--- start ARTICLE ---
THE UNINTENTIONAL (?) TRANS ALLEGORY OF THE TWILIGHT ZONE’S “NERVOUS MAN IN A FOUR DOLLAR ROOM”.

Welcome to #TransTuesday! I wanted to do this one last week, but had to prime you a bit (you’ve been primed and didn’t even know it!) for: THE UNINTENTIONAL (?) TRANS ALLEGORY OF THE TWILIGHT ZONE’S NERVOUS MAN IN A FOUR DOLLAR ROOM.

I’ve been a huge Twilight Zone fan all my life, but only recently saw this episode for the first time. In just catching them whenever they were on tv, or during those New Year’s marathons, it just never crossed my path.

And I was instantly struck by it, and how deeply it speaks to the trans experience. But I want to caution you that this isn’t like my Matrix trans allegory threads, because this was very likely unintentional. My book on it, should you be so inclined to check it out, is BEGIN TRANSMISSION: THE TRANS ALLEGORIES OF THE MATRIX.

So I’m calling this an unintentional allegory, yet I put a question mark in the thread title. Why? Well I also said you had to be primed first, by which I mean it would be good if you read the TRANS HISTORY essays.

From those, you know that spotting trans people in history isn’t always cut and dry for a variety of reasons. And you know why that is. But that still doesn’t explain the question mark in the title, does it?

See the thing is that we have no way to know if anyone involved with this episode was transgender. Nothing I’ve ever seen or read about Rod Serling (who ran the show and wrote this episode) suggests he was anything other than a cisgender man.

If you’re interested, I did something like this before about THE UNINTENTIONAL (?) TRANS ALLEGORY OF THE LITTLE MERMAID‘S “PART OF YOUR WORLD.”

There are apparently some reports of possible homophobia on Rod’s part in biographies I’ve not read, but those are apparently also mentioned without any kind of source so they’re suspect at best.

What we do know is that Rod was very progressive in his views, and would today EASILY be described as a “social justice warrior.” That’s part of why I’ve always loved him, outside of the fact that he’s just a great writer.

Is it possible that despite that he was still homophobic/transphobic? Certainly, especially given the times he was raised in and what society told you about gay and trans people back then.

I will remind you that I myself was raised to believe being anything other than cisgender and heterosexual was wrong. We all have these biases, whether explicitly put into us by those who raised us, or implicitly put there by simply existing in a discriminatory society.

So it’s possible that Rod knew some trans people, and wrote this to specifically speak to their experience. But given what a small percentage of the population we are, and the incredible stigmas we faced in the early 1960s, it’s just as likely that it’s coincidence. Maybe.

How could that be? We’ll discuss at the end. Let’s talk about the episode first. (I encourage you to watch it and form your own thoughts, it’s season 2 episode 3, streaming on Paramount+ and also I think on Amazon Prime). You’ll be able to follow if you’ve not seen it, though.
--- end ARTICLE ---
--- start SUPPLIED INFORMATION ---
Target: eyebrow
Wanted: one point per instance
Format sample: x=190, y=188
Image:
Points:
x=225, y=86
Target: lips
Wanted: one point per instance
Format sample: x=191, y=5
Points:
--- end SUPPLIED INFORMATION ---
_WHAT THIS TASK INVOLVES_
Duplicate the passage of the Twilight Zone essay above, starting at "So I’m calling" and ending at "a cisgender man.".

_REPLY TO THE TASK_
So I’m calling this an unintentional allegory, yet I put a question mark in the thread title. Why? Well I also said you had to be primed first, by which I mean it would be good if you read the TRANS HISTORY essays.

From those, you know that spotting trans people in history isn’t always cut and dry for a variety of reasons. And you know why that is. But that still doesn’t explain the question mark in the title, does it?

See the thing is that we have no way to know if anyone involved with this episode was transgender. Nothing I’ve ever seen or read about Rod Serling (who ran the show and wrote this episode) suggests he was anything other than a cisgender man.